* 読解用文章
+ + +
江戸時代初期の金・銀の産出量は、相当なものであった。とくに、銀は世界でも屈指であった。16世紀半ばには灰吹(はいふ)きの精錬法が伝わり、鉱石の製錬技術が進展した。江戸幕府は金貨・銀貨・銅銭の鋳造を行い、貨幣経済を発達させた。これにより、従来の物々交換に代わって貨幣による市場が発達し、人々には富の蓄積が進み、富裕町人も登場するようになった。そのため、市場経済が本格化し、さまざまな生業が勃興発達した。

三貨

江戸時代以前は、外国からの渡来銭である永楽通宝(えいらくつうほう)などが流通していた。しかし、正式な貨幣の流通はなく、一部で徳川氏などが小判や一分金を発行していたのみである。他は砂金や銀塊・米などが代用されていた。大判に関しては、豊臣秀吉がすでに天正一六年(一五八八)、後藤徳乗に命じて製造していた。しかし、これは儀礼用で市場に出回ったものではなかった。表面に墨による極めが肉筆で書かれていたので、墨判とも呼ばれる。徳川家康も、領国での小判には「武蔵」の墨判をなしていたので、「武蔵墨判小判」とも言った。

江戸時代に通用した貨幣は、大判、小判、一分金などの金貨、丁銀や豆板銀などの銀貨、寛永通宝や天保通宝などの銅貨の三種類があり、これを三貨といった。

金貨は、小判一枚を一両とする計数貨幣、銀貨は貫や匁などの重さを単位とする秤量貨幣(しょうりょうかへい)、銅貨は銭と呼ばれ、寛永通宝一枚が一文、天保通宝は一枚一〇文だった。銭一貫文は一〇〇〇文であるが、九六〇枚で銭一貫文とする慣行があった。関東地方ではは金貨、関西地方では銀貨が流通の中心だったが、両替商がそのときの相場によって交換した。

江戸時代初期は、金一両は銀五〇匁、銭は四貫文で金一両とされたが、金高が続き、元禄一三年(一七〇〇)から、金一両=銀六〇匁=銭四貫文の公定レートが制定され、天保一三年(一八四二)まで続いた。このころ、銭相場もずいぶん変動し、金一両が銭六貫文ほどになった。
+ + +
* データ抜粋
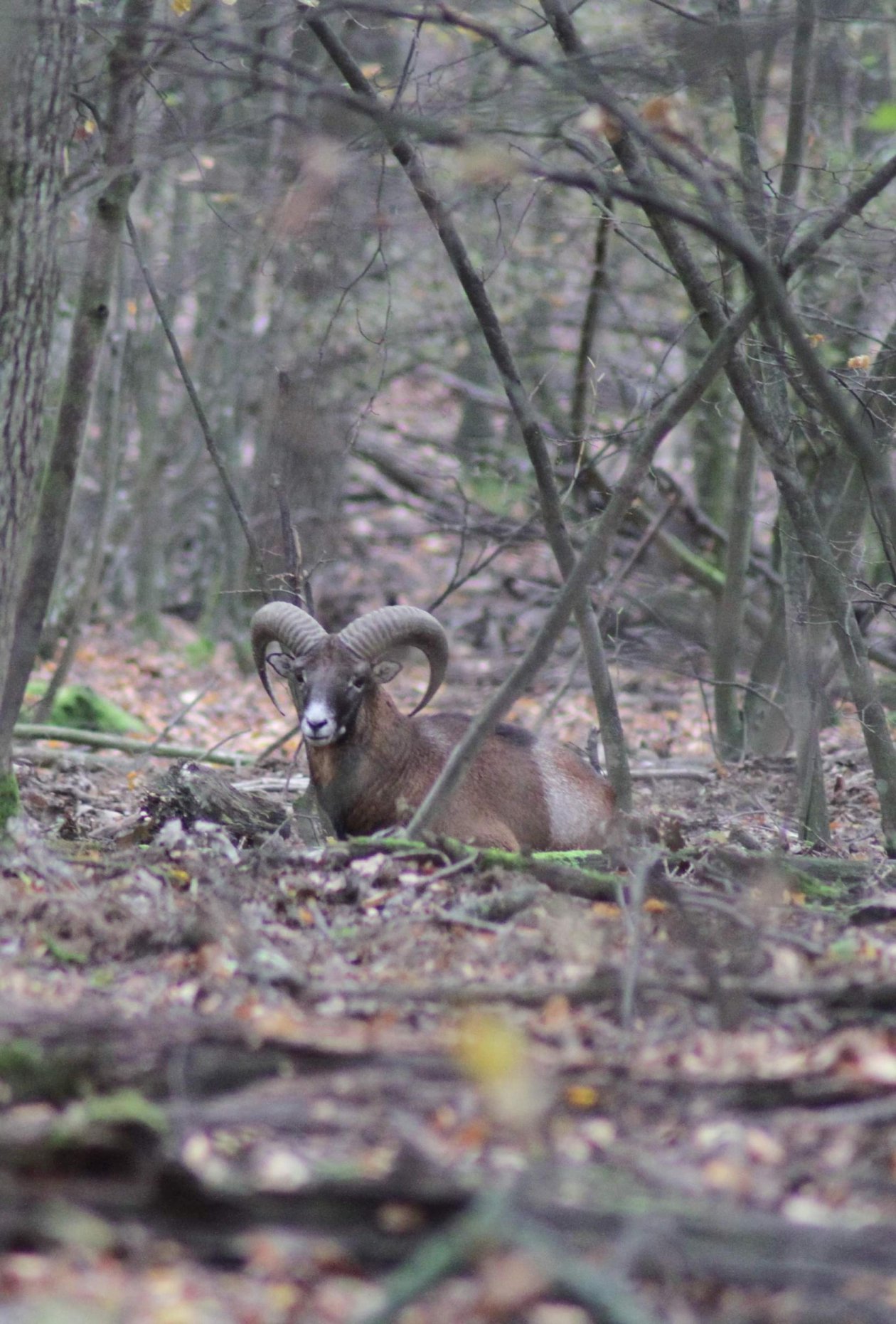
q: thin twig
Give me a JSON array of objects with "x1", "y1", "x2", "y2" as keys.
[{"x1": 124, "y1": 212, "x2": 270, "y2": 600}]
+ + +
* 課題の説明
江戸時代の貨幣についての文章を、「江戸時代初期の金・銀の産出量」から始めて「一両が銭六貫文ほどになった。」まで書き写してください。その際、「両替商」を「両替屋」に置き換えてください。 データ抜粋の行は、この作業では使いません。

* 解答
江戸時代初期の金・銀の産出量は、相当なものであった。とくに、銀は世界でも屈指であった。16世紀半ばには灰吹(はいふ)きの精錬法が伝わり、鉱石の製錬技術が進展した。江戸幕府は金貨・銀貨・銅銭の鋳造を行い、貨幣経済を発達させた。これにより、従来の物々交換に代わって貨幣による市場が発達し、人々には富の蓄積が進み、富裕町人も登場するようになった。そのため、市場経済が本格化し、さまざまな生業が勃興発達した。

三貨

江戸時代以前は、外国からの渡来銭である永楽通宝(えいらくつうほう)などが流通していた。しかし、正式な貨幣の流通はなく、一部で徳川氏などが小判や一分金を発行していたのみである。他は砂金や銀塊・米などが代用されていた。大判に関しては、豊臣秀吉がすでに天正一六年(一五八八)、後藤徳乗に命じて製造していた。しかし、これは儀礼用で市場に出回ったものではなかった。表面に墨による極めが肉筆で書かれていたので、墨判とも呼ばれる。徳川家康も、領国での小判には「武蔵」の墨判をなしていたので、「武蔵墨判小判」とも言った。

江戸時代に通用した貨幣は、大判、小判、一分金などの金貨、丁銀や豆板銀などの銀貨、寛永通宝や天保通宝などの銅貨の三種類があり、これを三貨といった。

金貨は、小判一枚を一両とする計数貨幣、銀貨は貫や匁などの重さを単位とする秤量貨幣(しょうりょうかへい)、銅貨は銭と呼ばれ、寛永通宝一枚が一文、天保通宝は一枚一〇文だった。銭一貫文は一〇〇〇文であるが、九六〇枚で銭一貫文とする慣行があった。関東地方ではは金貨、関西地方では銀貨が流通の中心だったが、両替屋がそのときの相場によって交換した。

江戸時代初期は、金一両は銀五〇匁、銭は四貫文で金一両とされたが、金高が続き、元禄一三年(一七〇〇)から、金一両=銀六〇匁=銭四貫文の公定レートが制定され、天保一三年(一八四二)まで続いた。このころ、銭相場もずいぶん変動し、金一両が銭六貫文ほどになった。